- **The data**:

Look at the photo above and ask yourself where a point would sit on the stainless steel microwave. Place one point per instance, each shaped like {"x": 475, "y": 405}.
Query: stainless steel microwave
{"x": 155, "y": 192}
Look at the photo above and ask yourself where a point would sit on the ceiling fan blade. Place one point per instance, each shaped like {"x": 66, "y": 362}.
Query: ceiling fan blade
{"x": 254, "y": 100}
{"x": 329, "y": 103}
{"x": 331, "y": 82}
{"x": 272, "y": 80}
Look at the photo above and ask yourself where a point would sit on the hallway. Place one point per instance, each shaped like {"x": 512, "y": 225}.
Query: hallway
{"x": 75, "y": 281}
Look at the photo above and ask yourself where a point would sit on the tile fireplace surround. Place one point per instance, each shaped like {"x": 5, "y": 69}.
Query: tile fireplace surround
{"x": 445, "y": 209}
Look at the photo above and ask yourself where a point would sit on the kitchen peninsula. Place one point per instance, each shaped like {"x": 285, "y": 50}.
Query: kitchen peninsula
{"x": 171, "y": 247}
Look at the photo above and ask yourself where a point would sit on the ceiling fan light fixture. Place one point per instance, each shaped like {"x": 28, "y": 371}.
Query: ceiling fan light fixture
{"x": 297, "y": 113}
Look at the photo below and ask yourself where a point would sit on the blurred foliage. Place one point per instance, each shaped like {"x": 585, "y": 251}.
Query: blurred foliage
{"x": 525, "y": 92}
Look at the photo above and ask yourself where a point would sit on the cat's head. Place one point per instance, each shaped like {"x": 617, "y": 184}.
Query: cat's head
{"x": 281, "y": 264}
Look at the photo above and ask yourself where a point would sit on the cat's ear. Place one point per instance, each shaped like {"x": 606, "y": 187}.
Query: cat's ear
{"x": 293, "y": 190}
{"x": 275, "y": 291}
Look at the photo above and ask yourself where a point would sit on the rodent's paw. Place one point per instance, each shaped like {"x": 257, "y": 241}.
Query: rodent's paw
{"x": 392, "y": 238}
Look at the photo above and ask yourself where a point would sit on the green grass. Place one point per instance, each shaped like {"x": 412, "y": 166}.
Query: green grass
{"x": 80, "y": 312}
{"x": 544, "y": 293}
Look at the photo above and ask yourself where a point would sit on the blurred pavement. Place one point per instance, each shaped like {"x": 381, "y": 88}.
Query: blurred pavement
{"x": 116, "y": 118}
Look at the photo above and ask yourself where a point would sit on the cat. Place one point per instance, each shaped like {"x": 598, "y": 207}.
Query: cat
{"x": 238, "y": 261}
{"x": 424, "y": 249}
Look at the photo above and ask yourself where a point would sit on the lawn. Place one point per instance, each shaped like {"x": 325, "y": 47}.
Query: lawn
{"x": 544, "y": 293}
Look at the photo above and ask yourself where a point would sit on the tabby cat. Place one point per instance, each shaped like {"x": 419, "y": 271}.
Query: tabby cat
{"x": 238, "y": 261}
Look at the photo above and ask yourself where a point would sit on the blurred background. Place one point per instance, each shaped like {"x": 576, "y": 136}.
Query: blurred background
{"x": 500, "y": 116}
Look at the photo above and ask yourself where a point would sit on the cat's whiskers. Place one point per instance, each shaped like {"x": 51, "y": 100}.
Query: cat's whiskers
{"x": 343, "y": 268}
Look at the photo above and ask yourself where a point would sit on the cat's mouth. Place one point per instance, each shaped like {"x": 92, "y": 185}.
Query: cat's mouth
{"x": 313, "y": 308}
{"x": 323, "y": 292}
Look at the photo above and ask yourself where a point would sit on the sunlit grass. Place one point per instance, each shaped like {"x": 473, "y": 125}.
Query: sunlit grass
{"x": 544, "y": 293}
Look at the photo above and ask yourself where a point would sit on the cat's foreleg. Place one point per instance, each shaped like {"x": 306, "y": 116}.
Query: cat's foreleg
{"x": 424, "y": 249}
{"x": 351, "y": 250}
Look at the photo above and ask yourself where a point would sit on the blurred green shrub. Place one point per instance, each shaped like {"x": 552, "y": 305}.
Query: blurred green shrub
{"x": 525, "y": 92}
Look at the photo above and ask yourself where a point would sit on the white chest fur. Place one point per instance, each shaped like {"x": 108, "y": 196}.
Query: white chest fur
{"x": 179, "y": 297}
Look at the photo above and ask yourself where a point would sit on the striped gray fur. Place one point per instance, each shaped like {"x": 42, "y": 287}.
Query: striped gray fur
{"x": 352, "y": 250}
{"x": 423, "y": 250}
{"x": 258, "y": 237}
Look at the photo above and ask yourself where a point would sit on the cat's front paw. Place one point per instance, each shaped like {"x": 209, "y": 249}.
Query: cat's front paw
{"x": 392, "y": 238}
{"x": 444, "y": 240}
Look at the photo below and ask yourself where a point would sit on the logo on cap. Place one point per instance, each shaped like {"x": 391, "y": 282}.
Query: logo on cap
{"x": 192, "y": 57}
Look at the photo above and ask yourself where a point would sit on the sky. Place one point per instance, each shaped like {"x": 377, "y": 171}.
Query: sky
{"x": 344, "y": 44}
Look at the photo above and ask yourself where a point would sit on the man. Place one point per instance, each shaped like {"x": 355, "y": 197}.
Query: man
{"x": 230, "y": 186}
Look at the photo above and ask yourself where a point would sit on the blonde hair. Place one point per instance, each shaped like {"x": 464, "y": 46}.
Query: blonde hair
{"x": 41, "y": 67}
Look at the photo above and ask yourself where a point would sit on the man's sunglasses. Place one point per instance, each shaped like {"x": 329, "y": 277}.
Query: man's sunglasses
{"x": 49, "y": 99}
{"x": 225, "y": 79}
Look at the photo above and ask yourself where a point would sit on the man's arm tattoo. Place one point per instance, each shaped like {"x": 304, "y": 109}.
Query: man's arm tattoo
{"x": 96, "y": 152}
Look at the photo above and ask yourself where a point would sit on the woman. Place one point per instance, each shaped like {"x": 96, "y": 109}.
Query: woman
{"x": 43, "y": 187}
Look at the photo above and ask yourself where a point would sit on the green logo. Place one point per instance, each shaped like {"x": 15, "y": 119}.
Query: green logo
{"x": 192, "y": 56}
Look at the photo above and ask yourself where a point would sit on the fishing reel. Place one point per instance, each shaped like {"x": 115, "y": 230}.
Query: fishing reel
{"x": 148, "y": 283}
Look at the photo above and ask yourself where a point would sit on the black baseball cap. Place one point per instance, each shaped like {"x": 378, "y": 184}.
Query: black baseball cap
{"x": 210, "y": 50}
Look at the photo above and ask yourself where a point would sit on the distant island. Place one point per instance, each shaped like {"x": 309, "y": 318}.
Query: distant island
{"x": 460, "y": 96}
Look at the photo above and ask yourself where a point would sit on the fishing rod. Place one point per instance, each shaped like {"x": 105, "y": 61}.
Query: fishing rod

- **Your task**: Look through the material above. Copy each line where the word "below" appears.

- **Output**:
Look at the photo below and ask yourself where a point would sit on the blurred foliage. Place one point per instance, each shaped like {"x": 585, "y": 251}.
Look at the photo below and ask yourself where a point would sit on the logo on cap. Place one point per instance, each shaped like {"x": 391, "y": 282}.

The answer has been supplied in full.